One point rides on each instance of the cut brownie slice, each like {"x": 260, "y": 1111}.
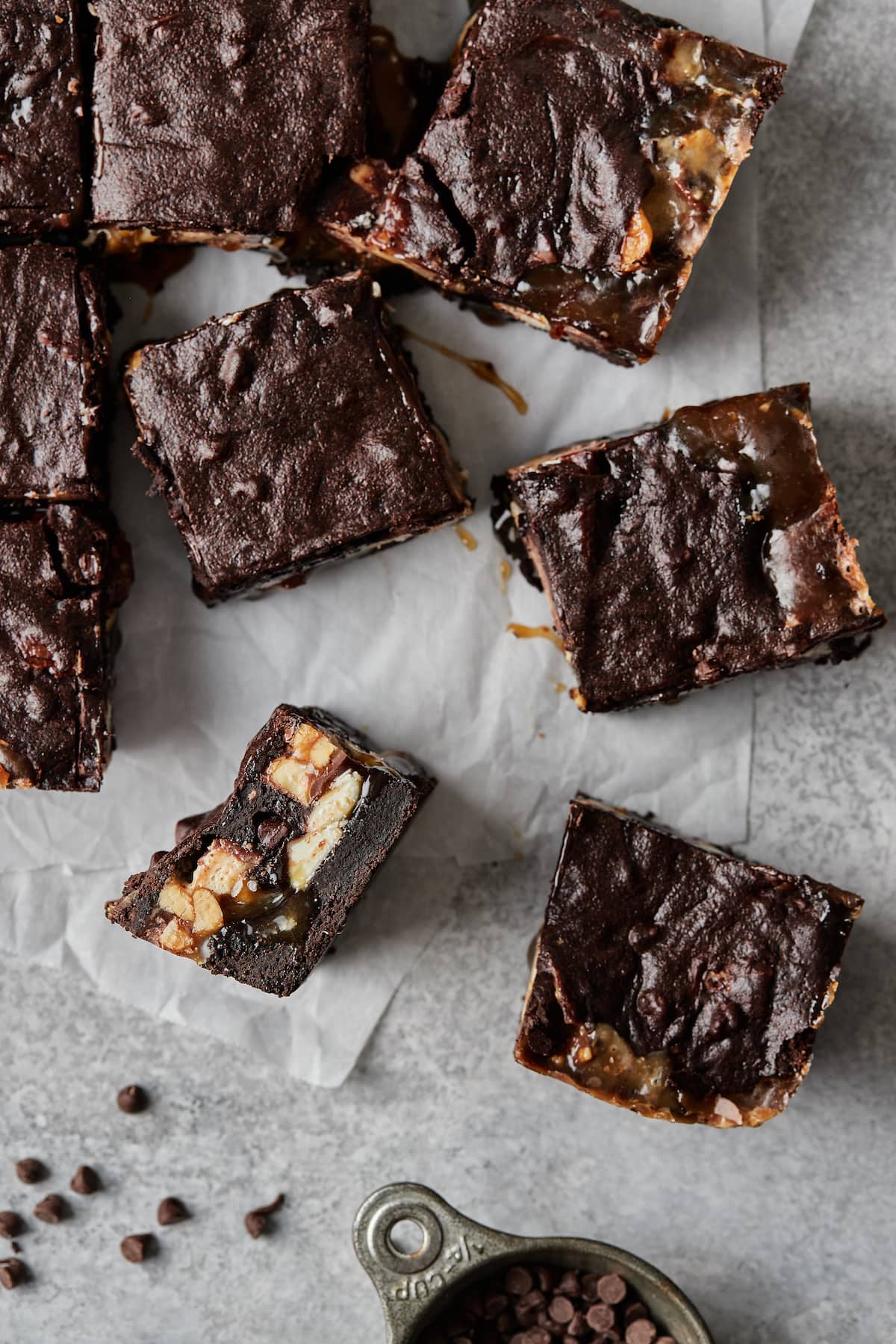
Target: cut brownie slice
{"x": 260, "y": 887}
{"x": 677, "y": 980}
{"x": 220, "y": 117}
{"x": 700, "y": 549}
{"x": 53, "y": 373}
{"x": 574, "y": 167}
{"x": 63, "y": 574}
{"x": 290, "y": 435}
{"x": 40, "y": 129}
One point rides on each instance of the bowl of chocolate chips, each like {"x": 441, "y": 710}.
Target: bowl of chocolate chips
{"x": 445, "y": 1280}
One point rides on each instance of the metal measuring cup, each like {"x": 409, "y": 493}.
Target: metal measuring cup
{"x": 454, "y": 1251}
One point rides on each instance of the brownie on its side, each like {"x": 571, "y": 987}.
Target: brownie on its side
{"x": 63, "y": 574}
{"x": 260, "y": 887}
{"x": 222, "y": 114}
{"x": 40, "y": 127}
{"x": 574, "y": 166}
{"x": 700, "y": 549}
{"x": 290, "y": 435}
{"x": 53, "y": 371}
{"x": 677, "y": 980}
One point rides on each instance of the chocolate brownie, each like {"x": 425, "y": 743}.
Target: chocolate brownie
{"x": 40, "y": 127}
{"x": 222, "y": 116}
{"x": 260, "y": 887}
{"x": 692, "y": 551}
{"x": 53, "y": 373}
{"x": 290, "y": 435}
{"x": 574, "y": 166}
{"x": 63, "y": 574}
{"x": 679, "y": 980}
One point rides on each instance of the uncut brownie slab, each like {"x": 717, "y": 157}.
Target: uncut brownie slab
{"x": 575, "y": 163}
{"x": 42, "y": 117}
{"x": 677, "y": 980}
{"x": 222, "y": 117}
{"x": 692, "y": 551}
{"x": 53, "y": 371}
{"x": 290, "y": 435}
{"x": 63, "y": 574}
{"x": 260, "y": 887}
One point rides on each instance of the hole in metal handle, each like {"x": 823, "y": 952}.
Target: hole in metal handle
{"x": 405, "y": 1238}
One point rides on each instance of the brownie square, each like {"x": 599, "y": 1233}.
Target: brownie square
{"x": 260, "y": 887}
{"x": 222, "y": 116}
{"x": 40, "y": 129}
{"x": 574, "y": 166}
{"x": 290, "y": 435}
{"x": 692, "y": 551}
{"x": 679, "y": 980}
{"x": 53, "y": 374}
{"x": 63, "y": 574}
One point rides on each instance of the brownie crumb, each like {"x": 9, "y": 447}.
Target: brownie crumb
{"x": 11, "y": 1223}
{"x": 172, "y": 1210}
{"x": 52, "y": 1209}
{"x": 30, "y": 1171}
{"x": 85, "y": 1182}
{"x": 258, "y": 1219}
{"x": 13, "y": 1272}
{"x": 132, "y": 1100}
{"x": 139, "y": 1246}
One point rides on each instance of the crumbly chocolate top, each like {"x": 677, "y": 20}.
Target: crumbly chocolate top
{"x": 223, "y": 116}
{"x": 273, "y": 934}
{"x": 53, "y": 361}
{"x": 40, "y": 124}
{"x": 289, "y": 435}
{"x": 62, "y": 573}
{"x": 707, "y": 546}
{"x": 723, "y": 964}
{"x": 578, "y": 141}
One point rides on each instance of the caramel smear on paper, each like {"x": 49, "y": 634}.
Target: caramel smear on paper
{"x": 536, "y": 632}
{"x": 481, "y": 369}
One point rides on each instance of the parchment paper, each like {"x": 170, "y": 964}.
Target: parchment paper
{"x": 410, "y": 645}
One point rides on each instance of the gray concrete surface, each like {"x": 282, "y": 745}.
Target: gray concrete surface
{"x": 782, "y": 1236}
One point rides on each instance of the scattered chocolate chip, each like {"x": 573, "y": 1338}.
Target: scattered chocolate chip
{"x": 139, "y": 1246}
{"x": 13, "y": 1272}
{"x": 132, "y": 1100}
{"x": 172, "y": 1210}
{"x": 85, "y": 1182}
{"x": 11, "y": 1225}
{"x": 31, "y": 1169}
{"x": 52, "y": 1209}
{"x": 258, "y": 1218}
{"x": 612, "y": 1288}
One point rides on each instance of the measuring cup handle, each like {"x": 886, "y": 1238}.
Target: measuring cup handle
{"x": 408, "y": 1283}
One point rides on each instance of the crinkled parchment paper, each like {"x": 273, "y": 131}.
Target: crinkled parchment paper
{"x": 410, "y": 645}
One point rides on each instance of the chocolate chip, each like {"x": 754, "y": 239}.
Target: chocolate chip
{"x": 612, "y": 1288}
{"x": 517, "y": 1281}
{"x": 11, "y": 1225}
{"x": 13, "y": 1272}
{"x": 139, "y": 1246}
{"x": 132, "y": 1100}
{"x": 85, "y": 1182}
{"x": 641, "y": 1332}
{"x": 258, "y": 1218}
{"x": 601, "y": 1317}
{"x": 172, "y": 1210}
{"x": 52, "y": 1209}
{"x": 270, "y": 833}
{"x": 561, "y": 1310}
{"x": 31, "y": 1169}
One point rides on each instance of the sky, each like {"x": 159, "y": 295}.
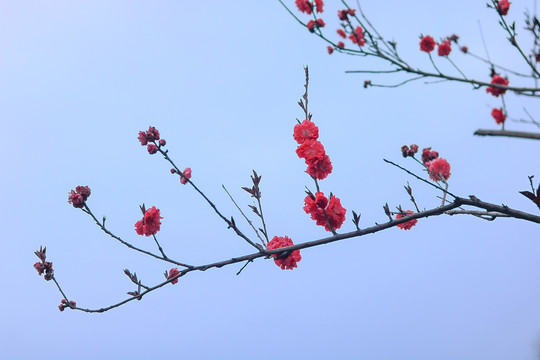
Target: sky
{"x": 221, "y": 81}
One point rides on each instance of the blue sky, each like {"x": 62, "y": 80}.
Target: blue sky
{"x": 220, "y": 81}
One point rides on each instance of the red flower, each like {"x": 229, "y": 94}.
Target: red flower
{"x": 503, "y": 6}
{"x": 172, "y": 273}
{"x": 285, "y": 263}
{"x": 152, "y": 149}
{"x": 320, "y": 5}
{"x": 407, "y": 225}
{"x": 78, "y": 196}
{"x": 150, "y": 223}
{"x": 343, "y": 15}
{"x": 305, "y": 131}
{"x": 319, "y": 167}
{"x": 428, "y": 155}
{"x": 439, "y": 169}
{"x": 187, "y": 174}
{"x": 498, "y": 115}
{"x": 499, "y": 80}
{"x": 304, "y": 6}
{"x": 427, "y": 44}
{"x": 334, "y": 210}
{"x": 444, "y": 48}
{"x": 310, "y": 149}
{"x": 357, "y": 37}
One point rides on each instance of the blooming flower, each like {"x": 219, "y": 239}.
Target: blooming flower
{"x": 285, "y": 263}
{"x": 439, "y": 169}
{"x": 187, "y": 174}
{"x": 172, "y": 273}
{"x": 406, "y": 225}
{"x": 428, "y": 155}
{"x": 357, "y": 37}
{"x": 319, "y": 167}
{"x": 150, "y": 223}
{"x": 499, "y": 80}
{"x": 498, "y": 115}
{"x": 335, "y": 212}
{"x": 320, "y": 5}
{"x": 304, "y": 6}
{"x": 503, "y": 6}
{"x": 444, "y": 48}
{"x": 307, "y": 130}
{"x": 427, "y": 44}
{"x": 78, "y": 196}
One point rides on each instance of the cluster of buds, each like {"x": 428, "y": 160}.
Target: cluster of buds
{"x": 406, "y": 151}
{"x": 79, "y": 196}
{"x": 43, "y": 266}
{"x": 151, "y": 140}
{"x": 64, "y": 304}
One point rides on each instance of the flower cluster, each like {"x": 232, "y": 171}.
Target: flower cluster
{"x": 150, "y": 223}
{"x": 503, "y": 6}
{"x": 64, "y": 304}
{"x": 307, "y": 7}
{"x": 427, "y": 44}
{"x": 444, "y": 48}
{"x": 172, "y": 273}
{"x": 406, "y": 225}
{"x": 498, "y": 115}
{"x": 327, "y": 213}
{"x": 311, "y": 25}
{"x": 498, "y": 80}
{"x": 343, "y": 15}
{"x": 311, "y": 150}
{"x": 284, "y": 260}
{"x": 438, "y": 168}
{"x": 148, "y": 138}
{"x": 78, "y": 196}
{"x": 43, "y": 266}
────────────────────────────────────────
**Instruções do exercício:** Reescreva todo o material acima trocando "Target" por "Label" e sem alterar mais nada. Deixe as imagens fora da resposta.

**Resposta à tarefa:**
One point rides on each instance of the cut brownie slice, each like {"x": 260, "y": 1111}.
Label: cut brownie slice
{"x": 260, "y": 887}
{"x": 677, "y": 980}
{"x": 220, "y": 117}
{"x": 700, "y": 549}
{"x": 53, "y": 373}
{"x": 574, "y": 167}
{"x": 63, "y": 574}
{"x": 290, "y": 435}
{"x": 40, "y": 129}
One point rides on each instance of the bowl of chocolate chips, each like {"x": 441, "y": 710}.
Label: bowl of chocolate chips
{"x": 445, "y": 1280}
One point rides on each instance of the metal measuring cup, each like {"x": 409, "y": 493}.
Label: metal measuring cup
{"x": 454, "y": 1251}
One point rides on each instance of the brownie on its side, each like {"x": 571, "y": 987}.
Label: brownie on its side
{"x": 63, "y": 574}
{"x": 260, "y": 887}
{"x": 222, "y": 114}
{"x": 40, "y": 127}
{"x": 574, "y": 166}
{"x": 700, "y": 549}
{"x": 290, "y": 435}
{"x": 53, "y": 371}
{"x": 677, "y": 980}
One point rides on each instance of the chocolate brownie, each like {"x": 425, "y": 743}.
Label: chocolate brownie
{"x": 40, "y": 127}
{"x": 222, "y": 116}
{"x": 260, "y": 887}
{"x": 692, "y": 551}
{"x": 53, "y": 373}
{"x": 290, "y": 435}
{"x": 574, "y": 166}
{"x": 63, "y": 574}
{"x": 679, "y": 980}
One point rides on each instance of the uncut brownie slab, each like {"x": 717, "y": 157}.
Label: uncut brownie slab
{"x": 575, "y": 163}
{"x": 42, "y": 117}
{"x": 677, "y": 980}
{"x": 222, "y": 117}
{"x": 692, "y": 551}
{"x": 53, "y": 371}
{"x": 290, "y": 435}
{"x": 63, "y": 574}
{"x": 260, "y": 887}
One point rides on each instance of the hole in metal handle, each like {"x": 823, "y": 952}.
Label: hole in metal handle
{"x": 405, "y": 1238}
One point rides on each instance of the brownie square, each like {"x": 599, "y": 1233}.
Label: brownie square
{"x": 260, "y": 887}
{"x": 222, "y": 116}
{"x": 40, "y": 129}
{"x": 574, "y": 166}
{"x": 290, "y": 435}
{"x": 692, "y": 551}
{"x": 679, "y": 980}
{"x": 53, "y": 374}
{"x": 63, "y": 574}
One point rides on each instance of the brownie crumb, each like {"x": 9, "y": 447}.
Label: brownie crumb
{"x": 11, "y": 1223}
{"x": 172, "y": 1210}
{"x": 52, "y": 1209}
{"x": 30, "y": 1171}
{"x": 85, "y": 1182}
{"x": 258, "y": 1219}
{"x": 13, "y": 1272}
{"x": 132, "y": 1100}
{"x": 139, "y": 1246}
One point rides on each instance of the crumbly chocolate top, each like {"x": 677, "y": 20}.
Label: crumbly chocolate top
{"x": 223, "y": 116}
{"x": 273, "y": 934}
{"x": 53, "y": 361}
{"x": 40, "y": 124}
{"x": 289, "y": 435}
{"x": 62, "y": 573}
{"x": 707, "y": 546}
{"x": 723, "y": 964}
{"x": 578, "y": 141}
One point rides on each instance of the caramel smear on paper, each like {"x": 49, "y": 634}.
Label: caramel smear on paper
{"x": 536, "y": 632}
{"x": 481, "y": 369}
One point rides on each instance of the parchment paper, each like {"x": 170, "y": 964}.
Label: parchment paper
{"x": 410, "y": 645}
One point rides on each instance of the gray concrete surface, each like {"x": 282, "y": 745}.
Label: gray concrete surface
{"x": 782, "y": 1236}
One point rides on each instance of the scattered chocolate chip, each like {"x": 573, "y": 1338}.
Label: scattered chocolate chip
{"x": 139, "y": 1246}
{"x": 13, "y": 1272}
{"x": 132, "y": 1100}
{"x": 172, "y": 1210}
{"x": 85, "y": 1182}
{"x": 11, "y": 1225}
{"x": 31, "y": 1169}
{"x": 52, "y": 1209}
{"x": 258, "y": 1218}
{"x": 612, "y": 1288}
One point rides on each instance of the measuring cup handle, each like {"x": 886, "y": 1238}.
Label: measuring cup handle
{"x": 408, "y": 1283}
One point rides on each instance of the crinkled parchment paper, each like {"x": 273, "y": 131}.
Label: crinkled parchment paper
{"x": 410, "y": 645}
One point rides on each instance of the chocolate chip, each like {"x": 754, "y": 239}.
Label: chocolate chip
{"x": 612, "y": 1288}
{"x": 517, "y": 1281}
{"x": 11, "y": 1225}
{"x": 13, "y": 1272}
{"x": 139, "y": 1246}
{"x": 132, "y": 1100}
{"x": 85, "y": 1182}
{"x": 641, "y": 1332}
{"x": 258, "y": 1218}
{"x": 601, "y": 1317}
{"x": 172, "y": 1210}
{"x": 52, "y": 1209}
{"x": 270, "y": 833}
{"x": 561, "y": 1310}
{"x": 31, "y": 1169}
One point rides on each instance of the sky, each like {"x": 159, "y": 295}.
Label: sky
{"x": 221, "y": 81}
One point rides on each instance of the blue sky, each like {"x": 62, "y": 80}.
Label: blue sky
{"x": 220, "y": 81}
One point rides on each instance of the red flower, each like {"x": 229, "y": 94}.
Label: red flower
{"x": 503, "y": 6}
{"x": 172, "y": 273}
{"x": 285, "y": 263}
{"x": 152, "y": 149}
{"x": 320, "y": 5}
{"x": 407, "y": 225}
{"x": 78, "y": 196}
{"x": 150, "y": 223}
{"x": 343, "y": 15}
{"x": 305, "y": 131}
{"x": 319, "y": 167}
{"x": 428, "y": 155}
{"x": 439, "y": 169}
{"x": 187, "y": 174}
{"x": 498, "y": 115}
{"x": 499, "y": 80}
{"x": 304, "y": 6}
{"x": 427, "y": 44}
{"x": 334, "y": 210}
{"x": 444, "y": 48}
{"x": 310, "y": 149}
{"x": 357, "y": 37}
One point rides on each instance of the blooming flower, each like {"x": 219, "y": 239}.
Label: blooming flower
{"x": 285, "y": 263}
{"x": 439, "y": 169}
{"x": 187, "y": 174}
{"x": 172, "y": 273}
{"x": 406, "y": 225}
{"x": 428, "y": 155}
{"x": 357, "y": 37}
{"x": 319, "y": 167}
{"x": 150, "y": 223}
{"x": 499, "y": 80}
{"x": 498, "y": 115}
{"x": 335, "y": 212}
{"x": 320, "y": 5}
{"x": 304, "y": 6}
{"x": 503, "y": 6}
{"x": 444, "y": 48}
{"x": 307, "y": 130}
{"x": 427, "y": 44}
{"x": 78, "y": 196}
One point rides on each instance of the cluster of buds, each like {"x": 428, "y": 160}.
Label: cluster of buds
{"x": 406, "y": 151}
{"x": 79, "y": 196}
{"x": 43, "y": 266}
{"x": 151, "y": 140}
{"x": 64, "y": 304}
One point rides on each instance of the flower cluster, each like {"x": 232, "y": 171}.
Label: flower cluster
{"x": 150, "y": 223}
{"x": 503, "y": 6}
{"x": 64, "y": 304}
{"x": 307, "y": 7}
{"x": 427, "y": 44}
{"x": 444, "y": 48}
{"x": 172, "y": 273}
{"x": 406, "y": 225}
{"x": 498, "y": 115}
{"x": 327, "y": 213}
{"x": 311, "y": 25}
{"x": 498, "y": 80}
{"x": 343, "y": 15}
{"x": 311, "y": 150}
{"x": 284, "y": 260}
{"x": 438, "y": 168}
{"x": 148, "y": 138}
{"x": 78, "y": 196}
{"x": 43, "y": 266}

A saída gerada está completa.